Reading passage
'These major tech giants will burn everything to the ground as long as they're making a profit.'
This week, I was reading an interview with a leading global expert in detecting so-called deep fakes, mainly visual content created by artificial intelligence.
The takeaway: even he struggles to tell the difference any more. Also, he’s very, very tired.
Tech giants take over the world
Hany Farid has recently moved from Silicon Valley to a cabin in the mountains to try to find some peace. He can’t stand the valley any more.
“These major tech giants will burn everything to the ground as long as they’re making a profit,” he told the New York Times.
“They’re not interested in anything that’s going to slow them down.”
No way to tell the difference with AI
Farid trusts nothing he sees, because he knows anyone anywhere can make completely convincing AI imagery and audio of anybody – Obama, the pope, your child – doing or saying anything at all, from impersonating your grandson on the phone, to sending fake nudes to your colleagues.
An AI hoax that took seconds to create takes hours to analyse, frets Farid, by which point it’s hardened into truth in the public mind and the world has moved on.
It’s not just me being a Luddite, then. Because I’m so done with the toxicity of AI, a technology that was – still is – sold as saving us all, but instead is selling humanity down the river.
Unregulated immigration vs unregulated AI
If you worry about what unregulated immigration will do to your prospects, then maybe consider the industrial revolution-dwarfing impact that unregulated AI will have… and is already having.

Data under study
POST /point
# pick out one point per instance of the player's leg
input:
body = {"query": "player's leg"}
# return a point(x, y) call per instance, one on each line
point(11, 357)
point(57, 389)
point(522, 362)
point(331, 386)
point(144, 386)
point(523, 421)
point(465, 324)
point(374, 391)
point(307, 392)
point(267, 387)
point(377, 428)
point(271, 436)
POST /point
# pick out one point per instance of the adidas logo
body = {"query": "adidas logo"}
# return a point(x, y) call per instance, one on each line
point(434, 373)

* * *

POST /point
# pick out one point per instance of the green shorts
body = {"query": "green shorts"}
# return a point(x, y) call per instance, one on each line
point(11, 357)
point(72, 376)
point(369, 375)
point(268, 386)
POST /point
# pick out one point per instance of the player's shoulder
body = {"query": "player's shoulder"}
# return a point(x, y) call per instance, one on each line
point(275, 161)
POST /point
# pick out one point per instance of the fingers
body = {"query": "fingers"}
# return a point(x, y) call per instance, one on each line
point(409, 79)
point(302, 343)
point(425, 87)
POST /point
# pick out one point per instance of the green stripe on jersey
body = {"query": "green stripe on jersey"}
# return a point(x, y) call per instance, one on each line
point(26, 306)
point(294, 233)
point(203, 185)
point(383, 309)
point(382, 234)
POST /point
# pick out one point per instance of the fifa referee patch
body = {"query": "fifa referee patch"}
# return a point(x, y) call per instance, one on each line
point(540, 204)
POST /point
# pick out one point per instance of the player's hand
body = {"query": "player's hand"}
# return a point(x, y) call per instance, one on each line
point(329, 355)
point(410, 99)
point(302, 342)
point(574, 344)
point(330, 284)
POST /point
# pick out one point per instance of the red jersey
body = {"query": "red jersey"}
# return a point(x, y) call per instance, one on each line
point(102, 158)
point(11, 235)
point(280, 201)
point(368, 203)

Using the information
• 1. In the piece on AI deep fakes, where did Hany Farid recently move from Silicon Valley?
• 2. Please pick up the piece on AI deep fakes after its final sentence and keep writing it.

Answers to the exercise
• 1. To a cabin in the mountains.

• 2.
Frankly, March and March should consider rerouting its path. I am. A week or two ago, I started trying to break away from the behemoth that is Google, mostly because of the AI flimflam it serves up every time I look anything up, but also to avoid tracking.
I downloaded the DuckDuckGo browser onto my phone to replace the Google app, turned off “search assist” (the function that generates those dubious AI summaries), and said yes when it gave me the option to transfer passwords automatically.
Safe word needed
Today it tells me it has blocked 540 trackers in the last seven days. I have also set it as my default search engine on my computer.
And, meanwhile, in the analogue world, Himself and I have agreed on a safe word for any sensitive online or phone line communication.
Paranoid? Well, no more so than a world expert on digital forensics, because Farid and his wife have a safe word too. As should you.